### DIRECTIONS FOR THIS TASK:
Render the lines below as a two-column CSV with the headers "prompt" and "polygons", one row per request, putting each request's text and its answer in a single quoted field with line breaks replaced by spaces. Leave the pictures out.
* * * * * * * * *
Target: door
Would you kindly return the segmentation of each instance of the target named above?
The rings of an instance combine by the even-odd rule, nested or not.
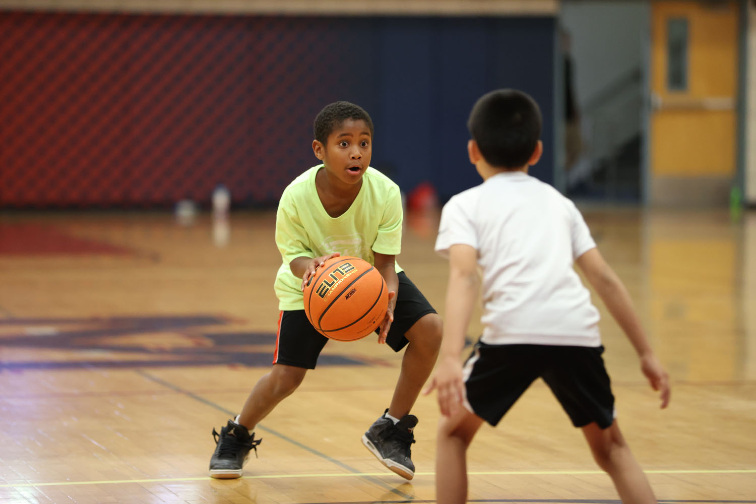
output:
[[[738,5],[652,4],[650,200],[724,203],[736,175]]]

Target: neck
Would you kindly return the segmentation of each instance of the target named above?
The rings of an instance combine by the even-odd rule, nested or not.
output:
[[[482,162],[477,163],[476,165],[476,168],[478,170],[478,173],[483,178],[483,181],[485,181],[488,180],[489,178],[491,178],[491,177],[493,177],[494,175],[497,175],[500,173],[522,172],[522,173],[527,174],[528,173],[528,169],[529,169],[530,166],[528,166],[528,165],[525,165],[525,166],[523,166],[522,168],[517,168],[517,169],[504,169],[504,168],[499,168],[499,167],[497,167],[497,166],[491,166],[491,165],[489,165],[487,162]]]

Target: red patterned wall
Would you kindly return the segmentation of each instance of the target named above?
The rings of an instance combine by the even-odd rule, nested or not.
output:
[[[0,12],[0,206],[276,202],[350,85],[336,22]]]

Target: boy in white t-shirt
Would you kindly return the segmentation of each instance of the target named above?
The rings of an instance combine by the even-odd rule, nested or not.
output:
[[[438,389],[442,413],[437,502],[465,502],[466,455],[475,433],[484,421],[496,425],[539,377],[582,428],[622,502],[655,502],[617,425],[599,314],[573,262],[630,339],[662,408],[670,397],[667,373],[580,212],[528,175],[543,151],[538,106],[519,91],[491,91],[476,103],[467,126],[469,159],[483,183],[445,206],[435,244],[450,268],[444,338],[426,390]],[[460,354],[481,287],[485,329],[463,366]]]

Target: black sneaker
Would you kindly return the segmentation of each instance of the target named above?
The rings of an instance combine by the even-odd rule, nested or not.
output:
[[[373,422],[362,436],[362,444],[384,465],[411,480],[415,475],[415,465],[410,459],[410,447],[415,442],[412,431],[417,425],[417,417],[407,415],[395,425],[393,420],[384,416],[388,411]]]
[[[257,445],[262,441],[255,439],[254,432],[250,435],[245,427],[231,420],[221,428],[220,434],[213,428],[212,437],[215,451],[210,459],[210,477],[222,479],[240,477],[241,468],[249,458],[249,450],[254,448],[257,456]]]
* * * * * * * * *
### CORRECT ANSWER:
prompt,polygons
"Target: door Would you kindly return the segmentation of each instance of the target named above? The rings of an instance combine by the even-odd rule, nested or not. output:","[[[738,5],[652,4],[650,200],[724,203],[736,175]]]"
"Target: neck Would you kindly return the segmentation of each instance of the target named above? The rings of an instance combine by the even-odd rule, nested or not. output:","[[[482,162],[477,163],[476,165],[476,168],[478,170],[478,173],[483,178],[483,181],[485,181],[488,180],[489,178],[491,178],[491,177],[493,177],[494,175],[497,175],[500,173],[522,172],[522,173],[527,174],[528,173],[528,169],[529,169],[530,166],[528,166],[528,165],[525,165],[525,166],[523,166],[522,168],[517,168],[517,169],[504,169],[504,168],[499,168],[499,167],[497,167],[497,166],[491,166],[491,165],[489,165],[487,162]]]"
"Target: red patterned wall Would you kindly return the segmentation of each instance of the target named above? The rings of an instance combine by the even-odd rule, nested or not. output:","[[[0,12],[0,206],[276,202],[350,85],[336,22]]]"
"Target: boy in white t-shirt Would you kindly return the segmentation of each instance of the target named above? The rings of an instance combine by the even-odd rule, nested or not. output:","[[[438,389],[442,413],[437,502],[465,502],[466,455],[475,433],[484,421],[496,425],[539,377],[582,428],[622,502],[655,502],[617,425],[599,314],[573,262],[630,339],[662,408],[670,397],[667,373],[580,212],[528,175],[543,151],[538,106],[519,91],[491,91],[476,103],[467,126],[469,159],[483,183],[445,206],[435,244],[450,268],[444,338],[426,390]],[[460,354],[481,287],[485,329],[463,366]]]"
"Target: black sneaker Would you kindly return the segmentation of each instance of the target named above? The rings of an instance combine by the even-odd rule, nested or not. output:","[[[373,422],[362,436],[362,444],[384,465],[411,480],[415,475],[415,465],[410,459],[410,447],[415,442],[412,431],[417,425],[417,417],[407,415],[395,425],[393,420],[384,416],[388,411]]] [[[257,445],[262,441],[255,439],[254,432],[250,435],[245,427],[231,420],[221,428],[220,434],[213,428],[212,437],[215,451],[210,459],[210,477],[222,479],[240,477],[241,468],[249,458],[249,450],[254,448],[257,456]]]"